Quickly summarising: The CMB is very cold radiation that permeates
the entire universe. It was created when the expanding and cooling
universe cooled to a point where it was cold enough for hydrogen
atoms to form. Before this point, the electrons and protons in
hydrogen had enough energy to be free from each other to form an
opaque plasma. Once neutral hydrogen formed the universe became
transparent and the CMB was formed and travelled (almost) freely
forever after. We have detected and measured this CMB and its intensity as a function of its frequency (effectively, the brightness
of each colour) is exactly what the Big Bang predicted. If there was
no Big Bang there would be no reason to expect a CMB to exist, let
alone for it to have this particular property. For more details
please read my previous post and the links within.
When writing that post I had intended to say quite a bit more about
the CMB and the Big Bang than I ended up having space for. It is not
quite true that the mere existence (and spectrum) of the CMB is
enough to conclusively determine that the Big Bang must have
happened. However the existence of the CMB did build the metaphorical
equivalent of a thousand big, bold and bright neon signs that all pointed
aggressively towards the Big Bang being true.

- **Supplied data**
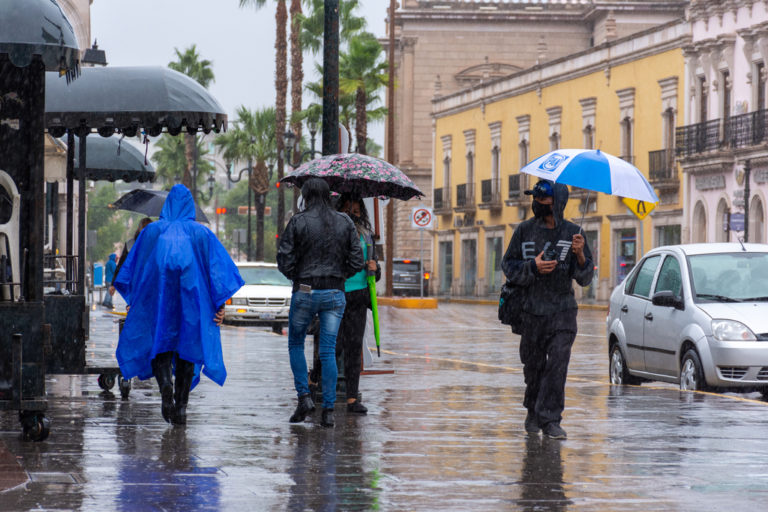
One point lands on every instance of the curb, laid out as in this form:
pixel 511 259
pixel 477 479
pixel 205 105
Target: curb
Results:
pixel 408 302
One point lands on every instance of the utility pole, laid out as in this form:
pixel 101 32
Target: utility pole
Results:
pixel 390 241
pixel 331 78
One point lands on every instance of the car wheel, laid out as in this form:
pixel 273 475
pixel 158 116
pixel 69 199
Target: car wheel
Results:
pixel 691 373
pixel 617 368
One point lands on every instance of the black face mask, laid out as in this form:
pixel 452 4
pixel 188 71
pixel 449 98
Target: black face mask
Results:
pixel 541 211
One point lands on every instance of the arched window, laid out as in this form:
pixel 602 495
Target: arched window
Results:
pixel 756 221
pixel 699 232
pixel 720 219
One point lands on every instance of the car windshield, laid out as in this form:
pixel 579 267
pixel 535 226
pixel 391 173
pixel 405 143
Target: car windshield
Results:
pixel 410 266
pixel 264 276
pixel 730 277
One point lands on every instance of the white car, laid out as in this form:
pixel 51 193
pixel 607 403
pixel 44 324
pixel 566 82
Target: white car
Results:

- **Set of tasks**
**a)** Using the CMB post, decide whether each statement agrees with it: (i) The CMB formed once neutral hydrogen formed and the universe became transparent. (ii) The writer holds that the mere existence and spectrum of the CMB conclusively prove that the Big Bang happened. (iii) Before hydrogen atoms formed, the electrons and protons made up a transparent plasma. Answer yes or no for each, and quote the words of the post that decide it.
**b)** Swap "white car" for "silver car" in the rows, from the line with "One point lands on every instance of the black" up to and including the last line of the rows. Give those lines again with everything else unchanged.

- **Answers to the problems**
**a)**
(i) Yes: "Once neutral hydrogen formed the universe became transparent and the CMB was formed"
(ii) No: "It is not quite true that the mere existence (and spectrum) of the CMB is enough to conclusively determine that the Big Bang must have happened."
(iii) No: "free from each other to form an opaque plasma"

**b)**
One point lands on every instance of the black face mask, laid out as in this form:
pixel 452 4
pixel 188 71
pixel 449 98
Target: black face mask
Results:
pixel 541 211
One point lands on every instance of the arched window, laid out as in this form:
pixel 602 495
Target: arched window
Results:
pixel 756 221
pixel 699 232
pixel 720 219
One point lands on every instance of the car windshield, laid out as in this form:
pixel 579 267
pixel 535 226
pixel 391 173
pixel 405 143
Target: car windshield
Results:
pixel 410 266
pixel 264 276
pixel 730 277
One point lands on every instance of the silver car, laid out as in this form:
pixel 51 193
pixel 607 403
pixel 44 324
pixel 566 82
Target: silver car
Results:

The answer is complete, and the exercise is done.